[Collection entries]
++++++++++
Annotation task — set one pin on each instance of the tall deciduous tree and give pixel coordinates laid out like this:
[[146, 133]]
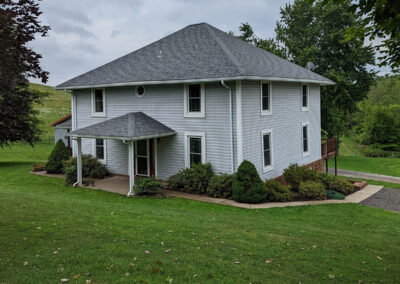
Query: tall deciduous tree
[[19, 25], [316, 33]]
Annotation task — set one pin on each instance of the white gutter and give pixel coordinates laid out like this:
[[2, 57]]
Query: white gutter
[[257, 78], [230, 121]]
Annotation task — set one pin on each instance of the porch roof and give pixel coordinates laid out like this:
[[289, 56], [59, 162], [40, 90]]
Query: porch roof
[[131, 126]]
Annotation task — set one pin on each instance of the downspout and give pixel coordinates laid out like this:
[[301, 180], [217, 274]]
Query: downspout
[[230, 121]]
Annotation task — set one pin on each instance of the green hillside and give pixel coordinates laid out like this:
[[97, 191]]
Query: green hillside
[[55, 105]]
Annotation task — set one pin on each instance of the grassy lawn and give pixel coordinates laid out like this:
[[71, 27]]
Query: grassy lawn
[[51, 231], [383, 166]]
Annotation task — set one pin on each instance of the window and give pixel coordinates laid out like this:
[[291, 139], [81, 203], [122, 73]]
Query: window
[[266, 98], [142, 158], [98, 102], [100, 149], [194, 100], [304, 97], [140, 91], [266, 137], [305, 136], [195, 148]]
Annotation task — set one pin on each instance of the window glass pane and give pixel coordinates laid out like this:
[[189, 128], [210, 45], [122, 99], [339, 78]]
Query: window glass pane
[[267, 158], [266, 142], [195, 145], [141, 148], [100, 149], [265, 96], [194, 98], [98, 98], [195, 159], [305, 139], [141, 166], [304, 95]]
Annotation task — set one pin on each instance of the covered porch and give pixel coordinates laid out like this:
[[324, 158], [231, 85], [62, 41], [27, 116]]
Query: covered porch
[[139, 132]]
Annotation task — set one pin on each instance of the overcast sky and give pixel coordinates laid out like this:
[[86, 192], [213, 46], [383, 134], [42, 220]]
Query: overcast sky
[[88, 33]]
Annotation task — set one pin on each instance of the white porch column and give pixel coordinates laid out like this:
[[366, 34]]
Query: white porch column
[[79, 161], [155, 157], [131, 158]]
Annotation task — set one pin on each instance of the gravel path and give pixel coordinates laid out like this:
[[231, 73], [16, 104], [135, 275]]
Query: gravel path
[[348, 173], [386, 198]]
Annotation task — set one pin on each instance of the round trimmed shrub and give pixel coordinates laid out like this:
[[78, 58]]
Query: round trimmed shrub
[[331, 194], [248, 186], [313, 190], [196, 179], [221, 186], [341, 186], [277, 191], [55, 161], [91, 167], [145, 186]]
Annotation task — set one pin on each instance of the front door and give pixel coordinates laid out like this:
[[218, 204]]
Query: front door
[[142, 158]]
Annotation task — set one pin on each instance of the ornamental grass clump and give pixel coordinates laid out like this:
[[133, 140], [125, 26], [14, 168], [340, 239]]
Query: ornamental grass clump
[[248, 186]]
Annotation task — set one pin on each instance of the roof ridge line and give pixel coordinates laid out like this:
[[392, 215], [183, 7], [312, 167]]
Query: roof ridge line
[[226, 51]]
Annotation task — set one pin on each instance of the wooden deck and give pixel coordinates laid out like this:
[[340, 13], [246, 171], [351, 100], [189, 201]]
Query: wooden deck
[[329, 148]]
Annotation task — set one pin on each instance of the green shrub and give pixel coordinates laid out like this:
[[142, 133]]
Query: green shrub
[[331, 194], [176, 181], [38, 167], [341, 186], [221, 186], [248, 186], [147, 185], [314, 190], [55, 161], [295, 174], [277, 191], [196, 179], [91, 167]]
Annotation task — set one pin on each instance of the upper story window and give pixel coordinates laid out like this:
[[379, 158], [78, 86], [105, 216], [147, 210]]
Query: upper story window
++++++++++
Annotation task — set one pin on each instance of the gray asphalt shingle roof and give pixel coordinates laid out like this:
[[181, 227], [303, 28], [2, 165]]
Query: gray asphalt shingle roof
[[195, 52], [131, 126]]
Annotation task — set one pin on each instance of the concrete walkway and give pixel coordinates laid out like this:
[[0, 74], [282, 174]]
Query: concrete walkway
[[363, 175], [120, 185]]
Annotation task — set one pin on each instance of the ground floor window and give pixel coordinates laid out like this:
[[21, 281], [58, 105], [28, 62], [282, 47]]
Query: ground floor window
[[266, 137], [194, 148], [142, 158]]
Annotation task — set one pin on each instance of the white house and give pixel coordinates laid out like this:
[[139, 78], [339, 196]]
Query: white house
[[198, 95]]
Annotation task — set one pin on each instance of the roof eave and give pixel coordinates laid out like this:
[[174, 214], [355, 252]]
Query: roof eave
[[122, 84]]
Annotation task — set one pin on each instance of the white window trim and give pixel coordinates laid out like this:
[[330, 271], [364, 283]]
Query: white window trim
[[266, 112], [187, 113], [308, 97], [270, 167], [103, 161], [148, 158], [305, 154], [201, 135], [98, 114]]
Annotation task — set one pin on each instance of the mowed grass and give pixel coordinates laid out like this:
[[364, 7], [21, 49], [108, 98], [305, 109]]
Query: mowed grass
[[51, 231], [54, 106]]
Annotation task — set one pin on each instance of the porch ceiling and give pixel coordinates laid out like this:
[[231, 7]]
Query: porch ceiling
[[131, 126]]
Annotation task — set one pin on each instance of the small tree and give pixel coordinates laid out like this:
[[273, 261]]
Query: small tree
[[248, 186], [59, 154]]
++++++++++
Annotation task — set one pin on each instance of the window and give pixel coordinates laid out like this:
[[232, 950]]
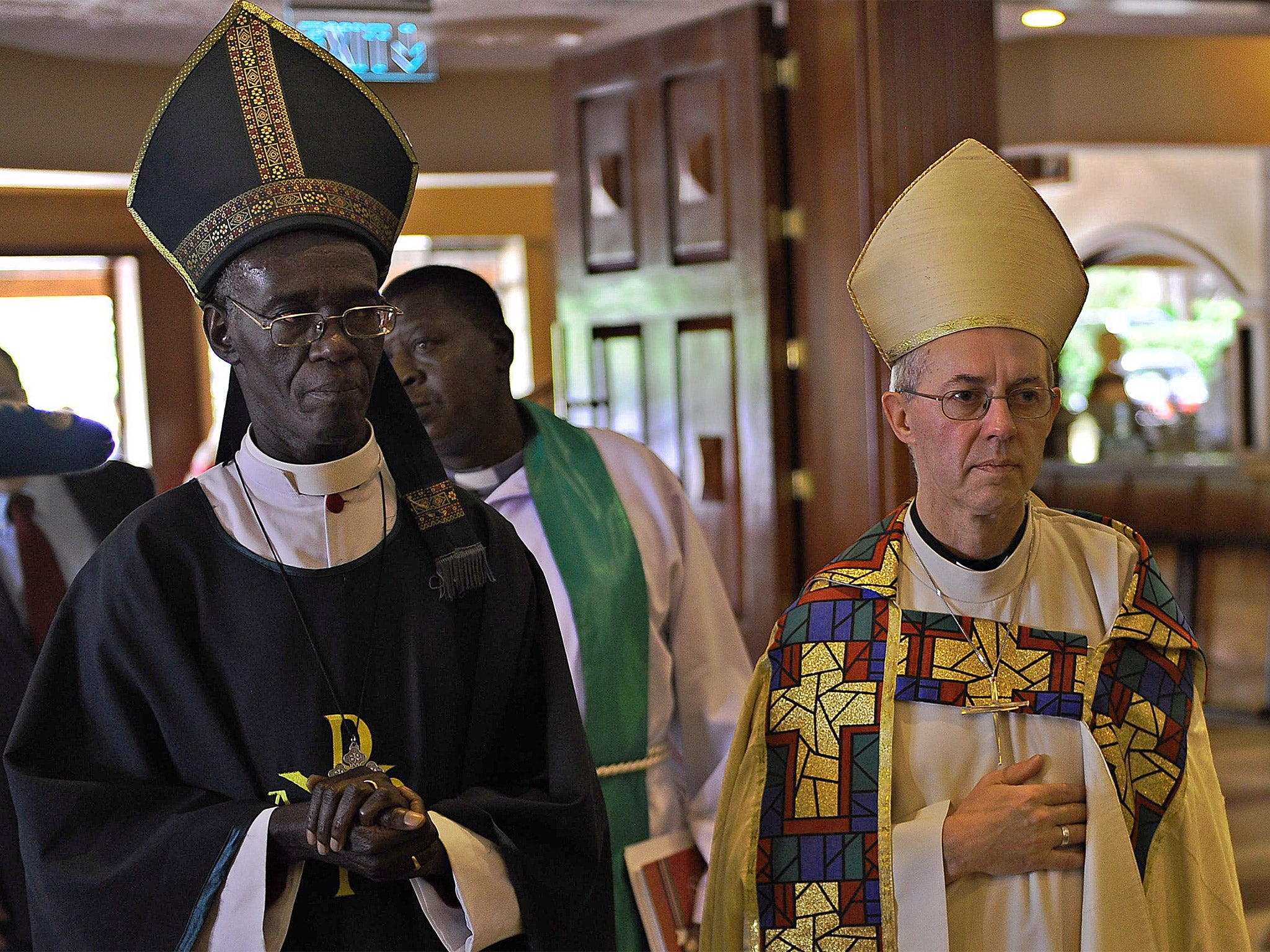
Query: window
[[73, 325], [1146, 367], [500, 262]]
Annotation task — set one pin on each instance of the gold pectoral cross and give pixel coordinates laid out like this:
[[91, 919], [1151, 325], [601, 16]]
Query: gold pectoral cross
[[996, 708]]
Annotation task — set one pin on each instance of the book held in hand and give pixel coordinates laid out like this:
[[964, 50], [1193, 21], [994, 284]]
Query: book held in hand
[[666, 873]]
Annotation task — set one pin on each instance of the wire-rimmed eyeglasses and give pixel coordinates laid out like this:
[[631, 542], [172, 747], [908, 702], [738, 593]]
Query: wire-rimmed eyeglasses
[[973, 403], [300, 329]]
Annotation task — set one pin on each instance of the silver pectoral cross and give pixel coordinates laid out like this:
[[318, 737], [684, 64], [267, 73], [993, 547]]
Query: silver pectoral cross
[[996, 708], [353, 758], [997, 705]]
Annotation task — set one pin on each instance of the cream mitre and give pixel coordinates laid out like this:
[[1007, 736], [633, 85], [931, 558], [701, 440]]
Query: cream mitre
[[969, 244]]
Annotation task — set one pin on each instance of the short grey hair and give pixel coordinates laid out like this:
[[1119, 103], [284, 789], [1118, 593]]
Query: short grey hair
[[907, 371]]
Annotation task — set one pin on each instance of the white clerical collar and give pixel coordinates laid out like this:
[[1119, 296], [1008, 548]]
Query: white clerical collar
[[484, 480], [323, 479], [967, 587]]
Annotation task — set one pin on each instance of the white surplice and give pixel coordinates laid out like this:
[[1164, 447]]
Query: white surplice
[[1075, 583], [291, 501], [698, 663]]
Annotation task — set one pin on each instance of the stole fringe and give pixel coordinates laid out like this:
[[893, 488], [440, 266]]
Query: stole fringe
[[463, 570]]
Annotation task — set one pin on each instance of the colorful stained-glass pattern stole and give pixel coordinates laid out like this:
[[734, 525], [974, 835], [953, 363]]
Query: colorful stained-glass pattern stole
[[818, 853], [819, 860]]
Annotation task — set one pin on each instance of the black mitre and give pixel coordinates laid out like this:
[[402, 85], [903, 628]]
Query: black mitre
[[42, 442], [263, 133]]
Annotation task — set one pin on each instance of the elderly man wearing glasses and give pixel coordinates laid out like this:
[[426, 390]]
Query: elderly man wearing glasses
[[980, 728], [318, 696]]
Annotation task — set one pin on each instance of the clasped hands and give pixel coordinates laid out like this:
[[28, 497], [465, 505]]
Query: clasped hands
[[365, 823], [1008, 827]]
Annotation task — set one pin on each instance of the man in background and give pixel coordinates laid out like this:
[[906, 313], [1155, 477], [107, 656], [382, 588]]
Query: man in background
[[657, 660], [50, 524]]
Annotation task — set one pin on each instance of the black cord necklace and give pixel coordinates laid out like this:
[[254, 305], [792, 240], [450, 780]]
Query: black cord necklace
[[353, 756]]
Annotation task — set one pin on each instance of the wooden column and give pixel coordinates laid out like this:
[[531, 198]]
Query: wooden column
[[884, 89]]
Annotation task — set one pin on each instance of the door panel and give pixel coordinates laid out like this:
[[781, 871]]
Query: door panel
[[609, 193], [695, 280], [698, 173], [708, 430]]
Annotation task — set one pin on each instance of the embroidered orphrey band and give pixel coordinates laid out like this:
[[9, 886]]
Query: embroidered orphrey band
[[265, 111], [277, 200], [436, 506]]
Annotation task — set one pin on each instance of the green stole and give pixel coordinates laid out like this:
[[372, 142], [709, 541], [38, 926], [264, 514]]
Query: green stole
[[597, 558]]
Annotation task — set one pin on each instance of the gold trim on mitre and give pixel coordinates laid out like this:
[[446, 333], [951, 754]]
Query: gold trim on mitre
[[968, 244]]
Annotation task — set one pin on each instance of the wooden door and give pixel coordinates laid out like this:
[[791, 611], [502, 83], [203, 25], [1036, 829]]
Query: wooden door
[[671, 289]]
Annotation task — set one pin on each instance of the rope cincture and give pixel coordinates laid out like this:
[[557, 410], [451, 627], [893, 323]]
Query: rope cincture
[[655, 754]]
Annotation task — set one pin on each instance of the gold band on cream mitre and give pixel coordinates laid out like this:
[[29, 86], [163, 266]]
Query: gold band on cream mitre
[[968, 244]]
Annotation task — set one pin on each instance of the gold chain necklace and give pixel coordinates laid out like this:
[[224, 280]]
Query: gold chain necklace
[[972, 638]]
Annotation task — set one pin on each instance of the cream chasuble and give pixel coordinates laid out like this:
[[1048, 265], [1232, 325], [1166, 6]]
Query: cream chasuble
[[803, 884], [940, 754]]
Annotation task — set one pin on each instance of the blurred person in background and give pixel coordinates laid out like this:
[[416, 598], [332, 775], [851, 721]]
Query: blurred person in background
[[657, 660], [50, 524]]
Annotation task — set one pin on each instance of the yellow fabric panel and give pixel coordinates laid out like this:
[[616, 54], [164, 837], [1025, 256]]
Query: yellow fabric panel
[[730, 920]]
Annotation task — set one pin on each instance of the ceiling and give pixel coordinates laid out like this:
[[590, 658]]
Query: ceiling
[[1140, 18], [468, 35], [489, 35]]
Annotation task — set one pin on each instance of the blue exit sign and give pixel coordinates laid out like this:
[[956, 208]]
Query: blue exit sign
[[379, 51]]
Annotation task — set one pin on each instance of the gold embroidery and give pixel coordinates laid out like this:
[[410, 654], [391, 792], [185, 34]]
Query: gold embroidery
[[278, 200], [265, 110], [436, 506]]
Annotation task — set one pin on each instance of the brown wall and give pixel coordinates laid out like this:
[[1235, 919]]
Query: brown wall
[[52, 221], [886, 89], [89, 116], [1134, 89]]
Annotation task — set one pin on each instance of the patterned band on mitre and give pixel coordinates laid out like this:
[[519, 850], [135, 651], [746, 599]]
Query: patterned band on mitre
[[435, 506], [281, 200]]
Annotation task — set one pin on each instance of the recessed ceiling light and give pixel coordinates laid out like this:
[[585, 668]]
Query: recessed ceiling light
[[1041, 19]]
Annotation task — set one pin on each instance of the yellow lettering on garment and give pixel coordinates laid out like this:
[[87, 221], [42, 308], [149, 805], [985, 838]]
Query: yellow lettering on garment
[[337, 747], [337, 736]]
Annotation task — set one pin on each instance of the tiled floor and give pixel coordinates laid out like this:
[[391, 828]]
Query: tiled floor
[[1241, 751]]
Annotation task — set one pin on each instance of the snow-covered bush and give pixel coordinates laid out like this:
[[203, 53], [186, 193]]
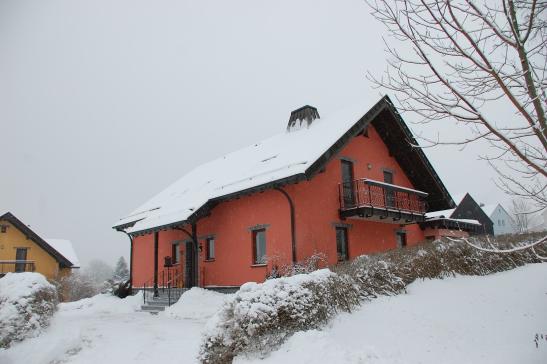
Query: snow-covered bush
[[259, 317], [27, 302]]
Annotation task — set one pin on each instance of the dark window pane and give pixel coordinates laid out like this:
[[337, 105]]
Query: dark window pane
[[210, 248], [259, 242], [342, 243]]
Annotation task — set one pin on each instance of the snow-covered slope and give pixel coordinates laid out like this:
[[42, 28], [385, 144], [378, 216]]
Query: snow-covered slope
++++++++++
**THE TASK:** Please report every line among the entries that includes "upper".

**ANSWER TO THIS EXERCISE:**
Annotation task — set one pin on each instance of the upper story window and give pixel coordinates laid out like this:
Query: upper story window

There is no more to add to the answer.